> _What the task asks_
Reproduce everything from the item line containing "Practice step: point at the man's eyebrow" down to the line containing "(419, 1100)", replacing "photo above" with "image above" and leaving all else unchanged. Omit the pictures from your answer.

> _Material for this task_
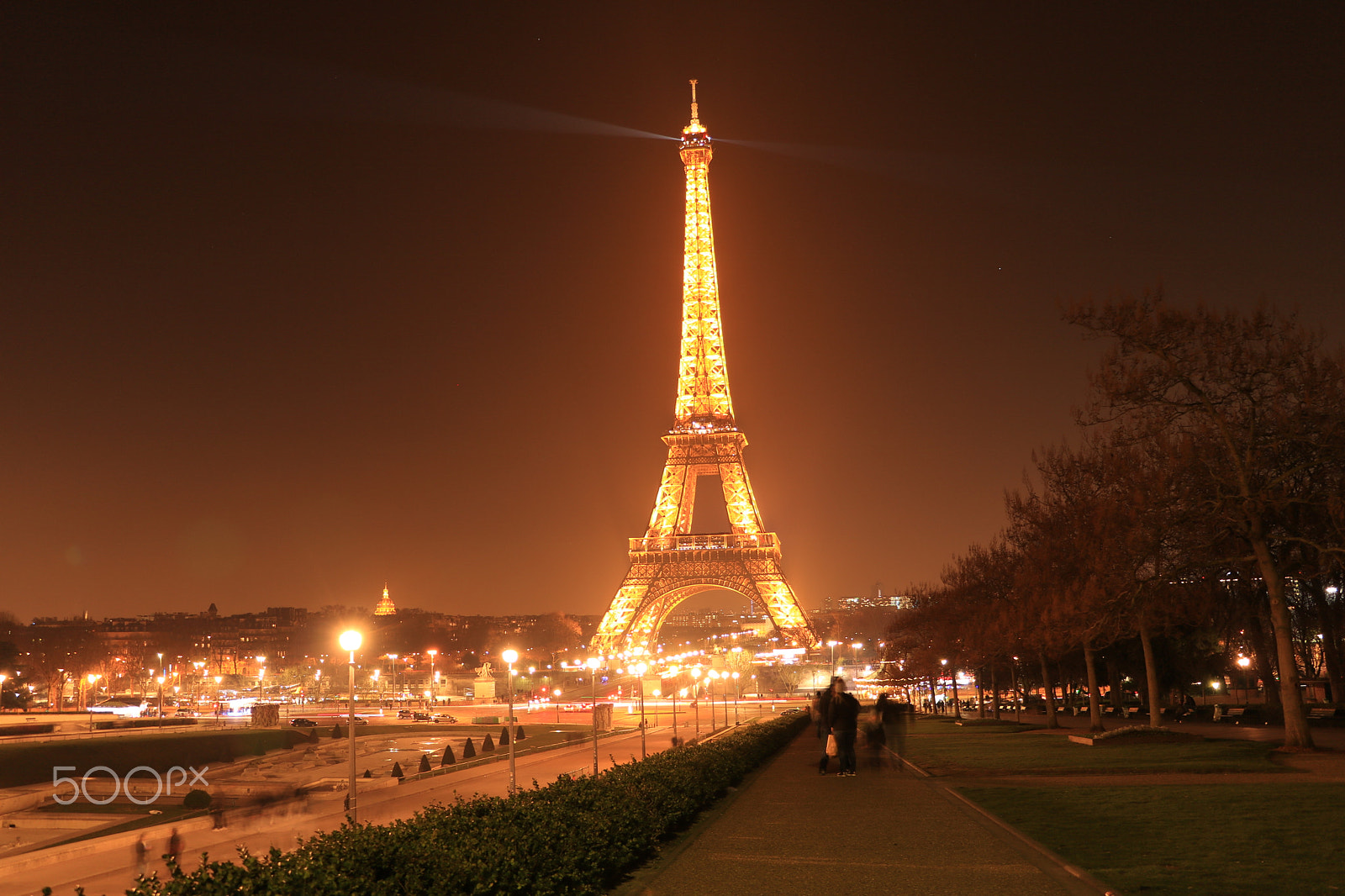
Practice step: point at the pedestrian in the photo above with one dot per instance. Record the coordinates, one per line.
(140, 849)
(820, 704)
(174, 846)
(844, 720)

...

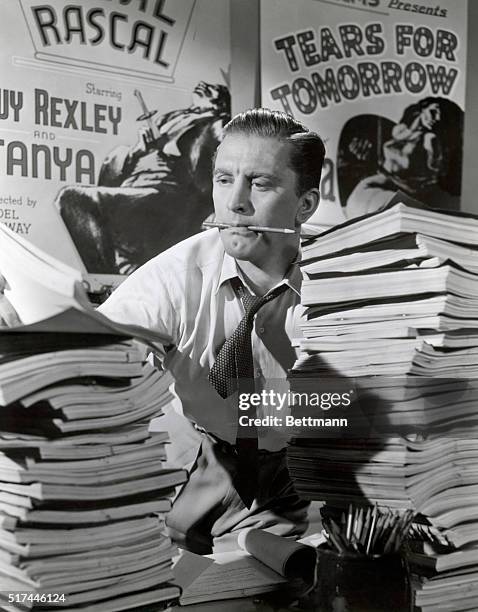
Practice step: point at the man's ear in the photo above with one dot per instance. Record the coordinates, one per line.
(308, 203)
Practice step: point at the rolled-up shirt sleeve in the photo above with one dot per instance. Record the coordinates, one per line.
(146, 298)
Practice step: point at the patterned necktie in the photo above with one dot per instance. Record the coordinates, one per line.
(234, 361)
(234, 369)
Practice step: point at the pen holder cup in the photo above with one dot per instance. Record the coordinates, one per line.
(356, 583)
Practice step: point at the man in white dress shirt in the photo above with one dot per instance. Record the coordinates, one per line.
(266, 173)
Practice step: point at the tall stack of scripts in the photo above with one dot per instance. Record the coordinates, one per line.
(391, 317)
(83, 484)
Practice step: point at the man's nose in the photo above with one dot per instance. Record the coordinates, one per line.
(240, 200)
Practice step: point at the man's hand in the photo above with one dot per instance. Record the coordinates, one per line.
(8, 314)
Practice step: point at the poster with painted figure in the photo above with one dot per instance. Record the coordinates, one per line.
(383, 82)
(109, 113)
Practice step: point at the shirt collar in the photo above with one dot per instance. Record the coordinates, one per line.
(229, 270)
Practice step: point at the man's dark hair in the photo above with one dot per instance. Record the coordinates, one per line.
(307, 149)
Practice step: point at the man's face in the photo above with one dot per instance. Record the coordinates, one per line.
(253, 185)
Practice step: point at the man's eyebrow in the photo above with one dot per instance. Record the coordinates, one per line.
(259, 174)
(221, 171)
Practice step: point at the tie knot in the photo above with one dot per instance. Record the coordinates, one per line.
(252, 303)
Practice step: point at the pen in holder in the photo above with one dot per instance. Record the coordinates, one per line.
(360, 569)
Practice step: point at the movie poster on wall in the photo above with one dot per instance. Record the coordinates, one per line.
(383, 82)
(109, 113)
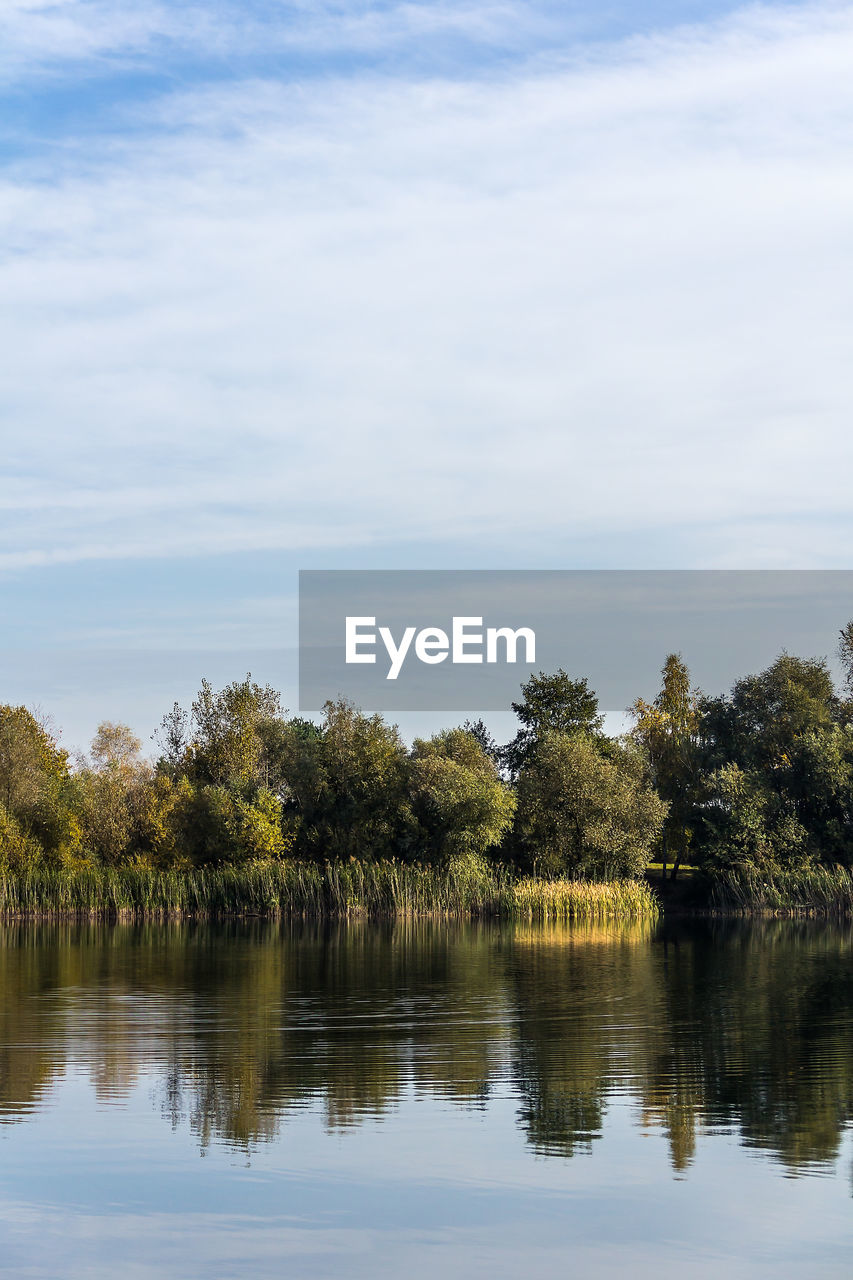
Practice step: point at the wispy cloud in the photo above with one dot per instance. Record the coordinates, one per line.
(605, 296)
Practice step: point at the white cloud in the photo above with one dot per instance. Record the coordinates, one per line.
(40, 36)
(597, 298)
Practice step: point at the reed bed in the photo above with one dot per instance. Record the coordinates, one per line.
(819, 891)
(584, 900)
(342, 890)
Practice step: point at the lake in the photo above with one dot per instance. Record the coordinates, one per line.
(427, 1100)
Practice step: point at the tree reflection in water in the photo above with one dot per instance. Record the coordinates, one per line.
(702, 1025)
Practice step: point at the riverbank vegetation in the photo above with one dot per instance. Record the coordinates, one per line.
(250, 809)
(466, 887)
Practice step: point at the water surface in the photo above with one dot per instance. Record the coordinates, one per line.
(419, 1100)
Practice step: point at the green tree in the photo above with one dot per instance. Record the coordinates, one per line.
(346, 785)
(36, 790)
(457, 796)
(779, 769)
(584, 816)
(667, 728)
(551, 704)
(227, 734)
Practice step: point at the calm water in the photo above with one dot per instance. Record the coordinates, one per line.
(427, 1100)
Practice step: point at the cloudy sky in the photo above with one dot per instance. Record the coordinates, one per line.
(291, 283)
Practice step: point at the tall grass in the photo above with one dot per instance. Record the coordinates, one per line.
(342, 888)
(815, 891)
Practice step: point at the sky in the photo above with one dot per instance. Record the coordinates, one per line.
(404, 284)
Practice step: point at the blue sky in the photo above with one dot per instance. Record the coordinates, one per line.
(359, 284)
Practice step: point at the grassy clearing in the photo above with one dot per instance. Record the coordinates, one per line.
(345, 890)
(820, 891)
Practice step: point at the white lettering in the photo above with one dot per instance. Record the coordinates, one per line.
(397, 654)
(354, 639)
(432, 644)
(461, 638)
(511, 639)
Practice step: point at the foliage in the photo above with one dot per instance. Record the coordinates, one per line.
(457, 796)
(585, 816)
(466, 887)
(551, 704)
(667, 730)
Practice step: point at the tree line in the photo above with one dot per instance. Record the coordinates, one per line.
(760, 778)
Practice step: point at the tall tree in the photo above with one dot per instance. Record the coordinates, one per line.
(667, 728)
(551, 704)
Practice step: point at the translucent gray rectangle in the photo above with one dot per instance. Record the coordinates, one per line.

> _Task result_
Practice step: point at the man's eyebrow in the image above with one dot per instance. Record the coordinates, one per line.
(259, 174)
(221, 171)
Practice step: point at the tie knot in the image above with one dot per instance. Record the coordinates, one per line.
(252, 303)
Practice step: point at the pen in holder in the image above with one dot per instance. Record the coordinates, one per line.
(360, 569)
Practice step: point at the movie poster on wall in the image above with one dot per instance. Record the coordinates, one per line.
(383, 82)
(109, 113)
Practice step: point at the wispy cloud in the image above with one dot per instance. Record the coordinates, one per line.
(605, 296)
Practice step: point at the white cloud in the image above with one dot per instance. Record the coordinates, one per line.
(40, 36)
(597, 298)
Practice step: point at the reed bed in the image above with one dot per instance. Record the coordinates, one per line.
(819, 891)
(584, 900)
(342, 890)
Practice step: point at the lake in the image above with one dot per instance. Record the coordinates, one per line.
(427, 1100)
Practice step: point at the tree reflection in water in the image above with one dot per instance. Record the coordinates, one per line.
(702, 1025)
Practice step: point at the riverbank vegetation in the image above with one dot per instance. Record the coordinates, one per line.
(250, 809)
(466, 887)
Practice step: point at the water surface in the image above with one dot per instance. Record the coordinates, one per line.
(419, 1100)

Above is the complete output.